▶ Task statement:
From the line that includes "vegetation, that would be wonderful." to the last line of the data, quote each line precisely; both boundary lines belong in the answer.

- - -

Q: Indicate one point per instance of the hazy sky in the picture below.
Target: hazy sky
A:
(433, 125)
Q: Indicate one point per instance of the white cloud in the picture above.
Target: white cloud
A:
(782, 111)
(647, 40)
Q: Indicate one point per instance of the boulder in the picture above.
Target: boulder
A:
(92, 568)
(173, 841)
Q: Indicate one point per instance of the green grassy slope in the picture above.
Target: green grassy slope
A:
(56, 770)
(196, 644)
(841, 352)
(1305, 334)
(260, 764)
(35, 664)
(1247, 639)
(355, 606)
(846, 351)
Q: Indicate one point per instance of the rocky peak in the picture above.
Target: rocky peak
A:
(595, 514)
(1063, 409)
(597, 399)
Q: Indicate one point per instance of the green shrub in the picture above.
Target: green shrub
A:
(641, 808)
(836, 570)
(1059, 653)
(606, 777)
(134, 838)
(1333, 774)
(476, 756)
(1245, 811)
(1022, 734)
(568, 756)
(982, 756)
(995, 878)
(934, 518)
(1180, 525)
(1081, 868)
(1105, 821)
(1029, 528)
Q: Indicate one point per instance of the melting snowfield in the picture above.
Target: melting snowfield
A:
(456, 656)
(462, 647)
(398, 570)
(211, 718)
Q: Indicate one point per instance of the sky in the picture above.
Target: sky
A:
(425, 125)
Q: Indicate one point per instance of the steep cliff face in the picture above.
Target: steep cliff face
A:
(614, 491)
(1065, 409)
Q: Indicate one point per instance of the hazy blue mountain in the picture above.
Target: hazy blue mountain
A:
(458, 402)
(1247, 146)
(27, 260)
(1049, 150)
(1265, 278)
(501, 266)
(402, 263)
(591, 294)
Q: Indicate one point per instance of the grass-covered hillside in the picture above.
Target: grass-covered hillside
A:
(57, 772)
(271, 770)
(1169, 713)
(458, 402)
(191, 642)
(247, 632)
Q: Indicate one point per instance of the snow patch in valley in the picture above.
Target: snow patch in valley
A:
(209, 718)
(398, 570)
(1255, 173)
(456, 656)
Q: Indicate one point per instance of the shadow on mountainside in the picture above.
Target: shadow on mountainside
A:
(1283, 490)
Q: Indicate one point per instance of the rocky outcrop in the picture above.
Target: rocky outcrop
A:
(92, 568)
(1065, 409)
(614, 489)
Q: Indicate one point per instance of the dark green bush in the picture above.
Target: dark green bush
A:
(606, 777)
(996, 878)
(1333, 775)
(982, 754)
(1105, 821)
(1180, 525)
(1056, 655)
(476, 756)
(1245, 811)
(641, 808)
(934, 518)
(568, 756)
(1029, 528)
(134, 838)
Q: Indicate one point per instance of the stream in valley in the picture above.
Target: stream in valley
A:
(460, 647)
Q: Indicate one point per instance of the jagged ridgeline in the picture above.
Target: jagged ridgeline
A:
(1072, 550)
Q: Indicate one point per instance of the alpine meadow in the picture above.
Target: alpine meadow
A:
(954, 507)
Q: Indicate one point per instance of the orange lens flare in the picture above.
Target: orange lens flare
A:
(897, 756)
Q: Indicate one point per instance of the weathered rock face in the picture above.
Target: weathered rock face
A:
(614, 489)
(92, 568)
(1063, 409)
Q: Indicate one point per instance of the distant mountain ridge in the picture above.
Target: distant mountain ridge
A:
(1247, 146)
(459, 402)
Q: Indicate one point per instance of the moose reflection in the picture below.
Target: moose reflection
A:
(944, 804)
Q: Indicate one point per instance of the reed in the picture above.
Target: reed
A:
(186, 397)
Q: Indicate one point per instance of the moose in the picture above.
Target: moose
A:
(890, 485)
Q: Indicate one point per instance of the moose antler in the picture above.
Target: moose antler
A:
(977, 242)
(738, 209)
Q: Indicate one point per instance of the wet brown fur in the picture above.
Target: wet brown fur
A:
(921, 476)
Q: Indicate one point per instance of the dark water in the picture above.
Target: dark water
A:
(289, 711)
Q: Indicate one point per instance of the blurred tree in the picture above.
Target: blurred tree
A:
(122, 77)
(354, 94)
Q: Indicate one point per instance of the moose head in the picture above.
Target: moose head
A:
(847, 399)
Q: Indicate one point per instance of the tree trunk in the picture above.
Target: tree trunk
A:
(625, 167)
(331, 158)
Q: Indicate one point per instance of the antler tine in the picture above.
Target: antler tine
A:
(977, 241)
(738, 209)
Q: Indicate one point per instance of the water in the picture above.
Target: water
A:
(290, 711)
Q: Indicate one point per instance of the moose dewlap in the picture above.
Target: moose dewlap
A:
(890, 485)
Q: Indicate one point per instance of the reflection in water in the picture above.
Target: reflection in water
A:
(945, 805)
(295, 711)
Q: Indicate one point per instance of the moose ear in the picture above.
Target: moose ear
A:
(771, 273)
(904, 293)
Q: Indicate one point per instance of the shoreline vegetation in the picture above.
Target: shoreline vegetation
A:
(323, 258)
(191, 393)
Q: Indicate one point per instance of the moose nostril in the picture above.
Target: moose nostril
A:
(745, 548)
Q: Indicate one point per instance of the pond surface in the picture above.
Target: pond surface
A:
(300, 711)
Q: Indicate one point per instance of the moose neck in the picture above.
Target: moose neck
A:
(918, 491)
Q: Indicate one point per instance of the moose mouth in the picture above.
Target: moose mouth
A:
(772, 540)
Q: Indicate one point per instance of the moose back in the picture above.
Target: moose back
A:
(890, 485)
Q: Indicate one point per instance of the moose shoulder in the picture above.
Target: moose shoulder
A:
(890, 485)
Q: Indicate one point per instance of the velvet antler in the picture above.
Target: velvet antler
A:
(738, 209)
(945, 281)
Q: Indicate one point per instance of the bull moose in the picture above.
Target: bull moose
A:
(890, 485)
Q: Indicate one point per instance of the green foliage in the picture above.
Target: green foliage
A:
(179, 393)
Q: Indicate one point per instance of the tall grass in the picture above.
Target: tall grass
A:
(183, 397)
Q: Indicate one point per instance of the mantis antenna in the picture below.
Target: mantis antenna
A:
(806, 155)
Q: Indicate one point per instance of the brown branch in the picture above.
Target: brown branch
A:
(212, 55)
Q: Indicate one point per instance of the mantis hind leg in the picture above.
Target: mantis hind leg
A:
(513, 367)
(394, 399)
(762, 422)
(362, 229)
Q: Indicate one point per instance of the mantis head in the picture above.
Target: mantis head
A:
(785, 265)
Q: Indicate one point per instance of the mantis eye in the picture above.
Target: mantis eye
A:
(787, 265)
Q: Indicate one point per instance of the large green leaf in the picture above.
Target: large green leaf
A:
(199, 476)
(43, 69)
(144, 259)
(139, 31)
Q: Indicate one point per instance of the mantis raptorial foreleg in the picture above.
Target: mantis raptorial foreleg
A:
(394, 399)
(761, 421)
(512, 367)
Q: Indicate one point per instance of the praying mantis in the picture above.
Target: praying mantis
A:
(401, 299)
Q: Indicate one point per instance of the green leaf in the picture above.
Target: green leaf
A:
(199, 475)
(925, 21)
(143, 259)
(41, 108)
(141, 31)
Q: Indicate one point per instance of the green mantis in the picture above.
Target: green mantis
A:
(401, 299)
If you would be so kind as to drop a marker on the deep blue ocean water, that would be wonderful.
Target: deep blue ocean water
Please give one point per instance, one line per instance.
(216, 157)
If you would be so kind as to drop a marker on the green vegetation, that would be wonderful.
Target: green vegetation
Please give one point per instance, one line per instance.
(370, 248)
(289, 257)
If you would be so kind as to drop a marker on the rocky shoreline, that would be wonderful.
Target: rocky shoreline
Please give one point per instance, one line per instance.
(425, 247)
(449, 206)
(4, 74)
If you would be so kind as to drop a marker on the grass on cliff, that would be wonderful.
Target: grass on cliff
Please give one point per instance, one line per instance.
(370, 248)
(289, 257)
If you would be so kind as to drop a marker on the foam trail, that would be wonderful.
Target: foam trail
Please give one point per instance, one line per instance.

- - -

▶ Finished answer:
If you would be so kind as to drop a marker on the green vegetation, that would be wonderful.
Target: green vegetation
Please give one point per instance, one line per instance.
(370, 248)
(289, 257)
If you would be so kind as to drop a marker on the rocky shoreline, that would be wonderful.
Target: rocky shoreline
Please give one point per instance, one line per instance.
(425, 247)
(449, 206)
(4, 74)
If you would be so kind as to drop a marker on the grass on cliff, that would be wonderful.
Target: grass on cliff
Please give one point per instance, one line per instance.
(370, 248)
(289, 257)
If you would be so kind as to drop a marker on the foam trail, that would be wonderful.
Target: foam trail
Please give one point per instance, one line per instance.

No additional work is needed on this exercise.